● **PASSAGE**:
+++

As we continue our series on the five characteristics of SaaS, today, we delve into number two, Broad Network Access. Out of all the characteristics, this is probably the easiest one to understand.  In short, it means you can access the application from anywhere, anytime, from any device.  All you need is internet access.  

In the everyday world, this is very common now, right?  It’s table steak expectations for shopping, consuming music or banking. You set up an account, establish a username and password and off you go.  Believe it or not, in the world of enterprise applications for businesses and government agencies, it’s not.  Why?  It’s extremely difficult and expensive for a software vendor to either build their product line in SaaS(if they’re a new entrant to the marketplace) or transition their product line to SaaS. 

How, though, can Broad Network Access benefit an agency’s financials, supply chain and/or HR operations?  I don’t have enough space here to list all the ways, but we don’t have to look far for one glowing example.

+++

● **EXPLORE THE MATERIAL**:
1. Repeat the passage on Broad Network Access word for word, from "In the everyday" up to and including "line to SaaS.".
2. According to the passage on Broad Network Access, why is this kind of access not yet common for enterprise applications used by businesses and government agencies? Answer in one to three sentences.

+++

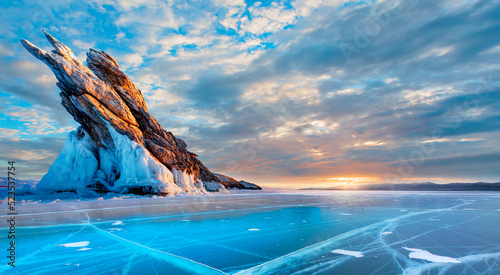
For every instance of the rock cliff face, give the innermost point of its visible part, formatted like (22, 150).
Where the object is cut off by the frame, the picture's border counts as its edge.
(119, 146)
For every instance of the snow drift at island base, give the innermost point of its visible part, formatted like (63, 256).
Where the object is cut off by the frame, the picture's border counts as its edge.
(119, 146)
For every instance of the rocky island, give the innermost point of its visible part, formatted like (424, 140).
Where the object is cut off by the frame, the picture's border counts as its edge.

+++

● **TASK SOLUTIONS**:
1.
In the everyday world, this is very common now, right?  It’s table steak expectations for shopping, consuming music or banking. You set up an account, establish a username and password and off you go.  Believe it or not, in the world of enterprise applications for businesses and government agencies, it’s not.  Why?  It’s extremely difficult and expensive for a software vendor to either build their product line in SaaS(if they’re a new entrant to the marketplace) or transition their product line to SaaS.

2. Building a product line in SaaS or transitioning an existing one to SaaS is extremely difficult and expensive for a software vendor. This applies to both new entrants to the marketplace and established vendors.